GIVEN REQUEST:
The required output is the line that contains "black t-shirt on this photo." plus every line after it in the listing below, copied exactly as it appears.

(Point placement records)
** start **

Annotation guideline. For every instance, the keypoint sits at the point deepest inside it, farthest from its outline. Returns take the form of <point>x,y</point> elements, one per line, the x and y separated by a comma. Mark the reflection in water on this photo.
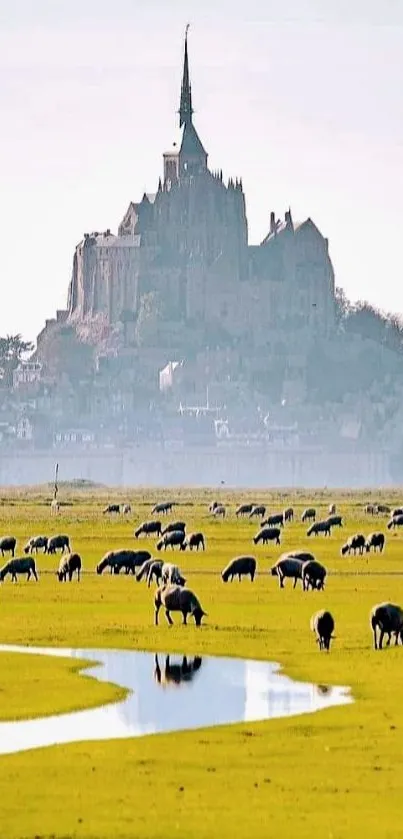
<point>176,674</point>
<point>223,690</point>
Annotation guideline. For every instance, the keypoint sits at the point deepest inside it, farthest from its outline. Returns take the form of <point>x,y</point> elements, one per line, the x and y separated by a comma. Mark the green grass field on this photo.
<point>337,773</point>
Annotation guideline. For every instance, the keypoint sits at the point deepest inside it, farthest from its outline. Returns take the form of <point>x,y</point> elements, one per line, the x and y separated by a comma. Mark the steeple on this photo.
<point>185,109</point>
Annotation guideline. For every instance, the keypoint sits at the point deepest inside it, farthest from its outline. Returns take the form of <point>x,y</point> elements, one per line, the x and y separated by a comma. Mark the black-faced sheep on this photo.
<point>178,599</point>
<point>55,543</point>
<point>148,528</point>
<point>388,619</point>
<point>267,534</point>
<point>196,540</point>
<point>240,566</point>
<point>319,527</point>
<point>68,566</point>
<point>375,540</point>
<point>287,566</point>
<point>354,543</point>
<point>309,514</point>
<point>26,565</point>
<point>36,543</point>
<point>322,623</point>
<point>313,575</point>
<point>176,538</point>
<point>7,545</point>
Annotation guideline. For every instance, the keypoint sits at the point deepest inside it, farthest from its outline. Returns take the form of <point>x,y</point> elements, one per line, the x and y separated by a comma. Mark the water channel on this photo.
<point>168,693</point>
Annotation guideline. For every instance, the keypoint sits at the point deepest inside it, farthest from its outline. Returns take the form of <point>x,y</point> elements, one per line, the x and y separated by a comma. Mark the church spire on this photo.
<point>185,109</point>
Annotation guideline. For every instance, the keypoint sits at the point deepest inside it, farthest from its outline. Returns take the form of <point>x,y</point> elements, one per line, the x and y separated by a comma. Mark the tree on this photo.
<point>12,348</point>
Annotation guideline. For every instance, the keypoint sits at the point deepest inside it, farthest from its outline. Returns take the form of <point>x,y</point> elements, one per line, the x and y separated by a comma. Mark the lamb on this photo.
<point>178,599</point>
<point>195,540</point>
<point>287,566</point>
<point>177,537</point>
<point>174,525</point>
<point>7,545</point>
<point>148,528</point>
<point>164,507</point>
<point>396,521</point>
<point>267,534</point>
<point>354,543</point>
<point>375,540</point>
<point>243,510</point>
<point>319,527</point>
<point>150,568</point>
<point>171,575</point>
<point>322,623</point>
<point>314,575</point>
<point>35,543</point>
<point>309,514</point>
<point>116,560</point>
<point>388,618</point>
<point>68,566</point>
<point>26,565</point>
<point>276,518</point>
<point>56,542</point>
<point>259,510</point>
<point>241,566</point>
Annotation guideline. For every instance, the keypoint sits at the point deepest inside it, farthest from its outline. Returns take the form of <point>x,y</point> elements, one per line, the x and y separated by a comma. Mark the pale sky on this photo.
<point>305,104</point>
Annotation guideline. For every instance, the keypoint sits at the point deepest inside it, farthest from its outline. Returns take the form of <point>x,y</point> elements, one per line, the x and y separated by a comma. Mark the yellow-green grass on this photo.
<point>337,772</point>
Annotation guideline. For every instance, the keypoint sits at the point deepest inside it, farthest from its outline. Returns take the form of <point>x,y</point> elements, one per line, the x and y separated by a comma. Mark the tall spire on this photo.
<point>185,109</point>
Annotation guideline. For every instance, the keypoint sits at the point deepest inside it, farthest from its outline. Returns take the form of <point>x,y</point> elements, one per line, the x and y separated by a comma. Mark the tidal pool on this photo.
<point>169,693</point>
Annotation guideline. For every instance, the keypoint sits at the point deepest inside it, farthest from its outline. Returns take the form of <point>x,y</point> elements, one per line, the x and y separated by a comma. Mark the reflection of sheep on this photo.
<point>178,599</point>
<point>388,618</point>
<point>322,624</point>
<point>241,566</point>
<point>313,574</point>
<point>175,674</point>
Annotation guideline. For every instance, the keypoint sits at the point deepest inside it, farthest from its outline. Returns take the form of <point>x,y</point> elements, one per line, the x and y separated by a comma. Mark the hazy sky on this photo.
<point>305,104</point>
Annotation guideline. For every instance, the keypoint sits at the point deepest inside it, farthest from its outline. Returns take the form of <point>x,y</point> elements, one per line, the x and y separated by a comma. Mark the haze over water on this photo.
<point>303,102</point>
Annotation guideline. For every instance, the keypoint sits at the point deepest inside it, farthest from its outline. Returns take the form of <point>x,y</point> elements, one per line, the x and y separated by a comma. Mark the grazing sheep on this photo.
<point>259,510</point>
<point>116,560</point>
<point>309,514</point>
<point>174,525</point>
<point>287,566</point>
<point>111,508</point>
<point>397,521</point>
<point>7,545</point>
<point>178,599</point>
<point>319,527</point>
<point>195,540</point>
<point>68,566</point>
<point>276,518</point>
<point>164,507</point>
<point>388,618</point>
<point>243,510</point>
<point>322,623</point>
<point>375,540</point>
<point>35,543</point>
<point>354,543</point>
<point>335,521</point>
<point>314,575</point>
<point>150,568</point>
<point>267,534</point>
<point>241,566</point>
<point>176,537</point>
<point>26,565</point>
<point>219,510</point>
<point>56,542</point>
<point>148,528</point>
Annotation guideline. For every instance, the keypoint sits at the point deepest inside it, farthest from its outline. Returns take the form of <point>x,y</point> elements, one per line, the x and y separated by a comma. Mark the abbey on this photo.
<point>186,246</point>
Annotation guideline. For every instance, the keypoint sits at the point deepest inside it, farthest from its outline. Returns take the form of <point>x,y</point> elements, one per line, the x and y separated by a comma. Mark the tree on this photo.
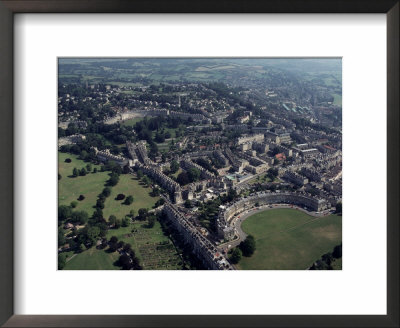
<point>236,255</point>
<point>125,221</point>
<point>61,261</point>
<point>106,192</point>
<point>79,217</point>
<point>155,192</point>
<point>125,262</point>
<point>114,179</point>
<point>151,220</point>
<point>146,180</point>
<point>337,251</point>
<point>248,246</point>
<point>126,169</point>
<point>272,173</point>
<point>143,213</point>
<point>113,240</point>
<point>100,203</point>
<point>188,203</point>
<point>339,208</point>
<point>112,219</point>
<point>174,166</point>
<point>61,236</point>
<point>194,174</point>
<point>183,178</point>
<point>128,200</point>
<point>120,197</point>
<point>64,212</point>
<point>128,248</point>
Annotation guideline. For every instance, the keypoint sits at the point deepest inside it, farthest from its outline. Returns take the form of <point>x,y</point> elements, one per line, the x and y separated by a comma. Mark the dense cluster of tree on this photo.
<point>326,260</point>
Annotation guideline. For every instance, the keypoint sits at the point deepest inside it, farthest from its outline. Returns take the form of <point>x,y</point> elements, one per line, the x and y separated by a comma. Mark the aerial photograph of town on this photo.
<point>199,164</point>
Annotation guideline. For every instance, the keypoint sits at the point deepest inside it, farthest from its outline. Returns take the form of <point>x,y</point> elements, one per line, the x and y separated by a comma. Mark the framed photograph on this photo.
<point>217,164</point>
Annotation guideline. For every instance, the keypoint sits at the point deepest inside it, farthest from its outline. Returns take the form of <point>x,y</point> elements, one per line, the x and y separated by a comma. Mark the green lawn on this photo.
<point>144,241</point>
<point>69,188</point>
<point>288,239</point>
<point>337,99</point>
<point>128,185</point>
<point>93,259</point>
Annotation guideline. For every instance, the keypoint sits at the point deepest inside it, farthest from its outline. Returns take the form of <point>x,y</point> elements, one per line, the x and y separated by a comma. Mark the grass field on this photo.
<point>128,185</point>
<point>69,188</point>
<point>132,121</point>
<point>144,241</point>
<point>288,239</point>
<point>92,184</point>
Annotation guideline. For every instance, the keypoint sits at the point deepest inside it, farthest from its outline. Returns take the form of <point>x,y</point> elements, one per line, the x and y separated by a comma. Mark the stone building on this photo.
<point>202,247</point>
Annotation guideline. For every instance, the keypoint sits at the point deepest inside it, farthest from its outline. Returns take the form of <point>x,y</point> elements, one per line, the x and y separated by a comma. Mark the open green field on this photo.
<point>288,239</point>
<point>69,188</point>
<point>146,242</point>
<point>92,259</point>
<point>128,185</point>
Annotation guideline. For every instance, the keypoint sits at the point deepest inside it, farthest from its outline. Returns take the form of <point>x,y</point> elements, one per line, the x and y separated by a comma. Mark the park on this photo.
<point>289,239</point>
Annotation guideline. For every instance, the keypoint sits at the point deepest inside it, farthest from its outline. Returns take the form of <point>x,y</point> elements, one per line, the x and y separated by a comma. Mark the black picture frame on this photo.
<point>7,10</point>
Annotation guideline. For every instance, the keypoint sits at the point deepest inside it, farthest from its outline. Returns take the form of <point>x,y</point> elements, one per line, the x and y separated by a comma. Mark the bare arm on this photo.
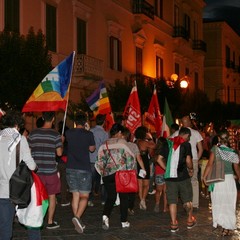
<point>160,161</point>
<point>189,165</point>
<point>92,148</point>
<point>200,149</point>
<point>208,167</point>
<point>140,161</point>
<point>237,170</point>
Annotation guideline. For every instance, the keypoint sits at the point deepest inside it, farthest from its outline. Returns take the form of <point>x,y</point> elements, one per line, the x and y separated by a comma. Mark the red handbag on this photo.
<point>125,180</point>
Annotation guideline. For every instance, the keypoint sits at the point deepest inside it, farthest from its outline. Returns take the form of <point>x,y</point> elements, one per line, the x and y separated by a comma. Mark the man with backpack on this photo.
<point>9,138</point>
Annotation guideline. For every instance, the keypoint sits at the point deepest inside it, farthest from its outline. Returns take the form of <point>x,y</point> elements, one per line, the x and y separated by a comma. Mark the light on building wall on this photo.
<point>183,82</point>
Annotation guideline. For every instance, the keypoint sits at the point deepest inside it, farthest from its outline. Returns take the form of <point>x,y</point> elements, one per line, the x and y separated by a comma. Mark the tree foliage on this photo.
<point>24,61</point>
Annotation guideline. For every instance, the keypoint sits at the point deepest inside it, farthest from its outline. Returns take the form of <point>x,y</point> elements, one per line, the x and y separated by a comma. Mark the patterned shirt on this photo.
<point>120,152</point>
<point>43,143</point>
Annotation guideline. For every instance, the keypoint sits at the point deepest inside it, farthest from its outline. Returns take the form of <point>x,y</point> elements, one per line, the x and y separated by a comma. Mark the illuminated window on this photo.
<point>81,36</point>
<point>11,15</point>
<point>51,27</point>
<point>138,60</point>
<point>159,67</point>
<point>115,54</point>
<point>158,6</point>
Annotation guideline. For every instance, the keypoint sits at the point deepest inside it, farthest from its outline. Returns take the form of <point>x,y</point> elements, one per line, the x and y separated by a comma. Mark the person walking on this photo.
<point>197,150</point>
<point>45,144</point>
<point>114,155</point>
<point>11,123</point>
<point>146,146</point>
<point>100,136</point>
<point>179,169</point>
<point>78,168</point>
<point>224,194</point>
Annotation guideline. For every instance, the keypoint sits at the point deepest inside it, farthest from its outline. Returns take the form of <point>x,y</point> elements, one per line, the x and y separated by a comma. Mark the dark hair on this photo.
<point>80,118</point>
<point>119,119</point>
<point>100,118</point>
<point>39,122</point>
<point>184,130</point>
<point>116,127</point>
<point>11,119</point>
<point>161,143</point>
<point>175,126</point>
<point>224,137</point>
<point>48,116</point>
<point>141,132</point>
<point>127,134</point>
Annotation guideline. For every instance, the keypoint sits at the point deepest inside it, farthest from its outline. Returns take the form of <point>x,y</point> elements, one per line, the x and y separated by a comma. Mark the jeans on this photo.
<point>7,211</point>
<point>110,187</point>
<point>96,179</point>
<point>195,184</point>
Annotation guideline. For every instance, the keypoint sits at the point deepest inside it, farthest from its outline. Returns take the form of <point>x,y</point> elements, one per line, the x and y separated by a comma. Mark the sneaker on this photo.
<point>90,204</point>
<point>78,225</point>
<point>65,204</point>
<point>152,192</point>
<point>142,205</point>
<point>174,227</point>
<point>156,208</point>
<point>192,224</point>
<point>125,224</point>
<point>53,225</point>
<point>105,222</point>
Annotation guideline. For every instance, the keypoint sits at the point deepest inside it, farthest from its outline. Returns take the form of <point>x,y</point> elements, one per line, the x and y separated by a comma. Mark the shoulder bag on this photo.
<point>125,180</point>
<point>20,183</point>
<point>217,173</point>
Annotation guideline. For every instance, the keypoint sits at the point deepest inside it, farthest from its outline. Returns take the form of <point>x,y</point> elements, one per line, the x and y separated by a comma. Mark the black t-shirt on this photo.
<point>182,172</point>
<point>79,140</point>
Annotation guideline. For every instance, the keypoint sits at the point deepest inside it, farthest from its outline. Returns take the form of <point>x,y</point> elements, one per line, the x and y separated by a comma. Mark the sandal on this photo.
<point>174,227</point>
<point>192,224</point>
<point>226,232</point>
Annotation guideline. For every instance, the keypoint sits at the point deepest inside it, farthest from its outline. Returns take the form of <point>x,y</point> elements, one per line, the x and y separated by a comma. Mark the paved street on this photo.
<point>144,225</point>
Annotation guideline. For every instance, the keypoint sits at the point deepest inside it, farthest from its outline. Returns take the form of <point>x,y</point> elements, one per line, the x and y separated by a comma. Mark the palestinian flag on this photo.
<point>33,215</point>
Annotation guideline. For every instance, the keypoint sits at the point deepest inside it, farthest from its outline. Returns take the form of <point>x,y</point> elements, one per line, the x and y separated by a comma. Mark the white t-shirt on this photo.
<point>195,138</point>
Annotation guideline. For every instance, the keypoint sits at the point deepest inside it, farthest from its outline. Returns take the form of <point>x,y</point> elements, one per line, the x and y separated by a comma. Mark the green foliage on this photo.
<point>24,61</point>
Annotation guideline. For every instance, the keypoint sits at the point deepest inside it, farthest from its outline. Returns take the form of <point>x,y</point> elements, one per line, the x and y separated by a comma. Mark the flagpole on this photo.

** end **

SOLUTION FOR THIS TASK:
Annotation guideline. For every instance, the keypoint sits at the point deepest inside it, farthest from its outline. Returns take the form of <point>x,y</point> elements, one per line, the x and y separated by a comma. Mark the black t-shirt on this photo.
<point>182,172</point>
<point>79,140</point>
Annotation guideline. For every instance, the keypoint sits at the point deepest inside it, farthest from its outline. Returns take the form of <point>x,y</point> elements, one per line, the x and y separated by a comma. Mark the sandal on this photo.
<point>174,227</point>
<point>192,224</point>
<point>226,232</point>
Annotation guideline. For every instance, the keypoint sits at the point deepest inside it, farthest from its outline. Returns take the form of <point>x,y</point> elements, one per line, the x and y separated by a comma. Mark the paved street on this photo.
<point>144,225</point>
Annotation guideline. For every instance, the keypoint sits at the point deepest inside it, farthest from its outline. Returns take the form of <point>x,y</point> elements, one per line, the x and y separated by a comma. Mark the palestinian flag on this photo.
<point>33,215</point>
Annotation guideline. For every instance, the keypoint sits at the point deepest inside it, farthest from its outline. Returns take the form of <point>x,y</point> elements, one per line, the x and y separated by a comma. Mark the white t-shirt on this photo.
<point>195,138</point>
Annotation guideline. For every instance, the keypoint sits at the point deepest inside it, farthest from its outline. Returns take the form of <point>x,y</point> elements, one per line, the x and y separated by a comma. Mark the green foliage on this photo.
<point>24,61</point>
Annotation guideline. For every instance, the keypoint sits at the point deepest inside it, farthest from its outline. Returns take the form of <point>x,y</point> elements, one per line, the x and y separated by a comma. Mark the flagpole on this photo.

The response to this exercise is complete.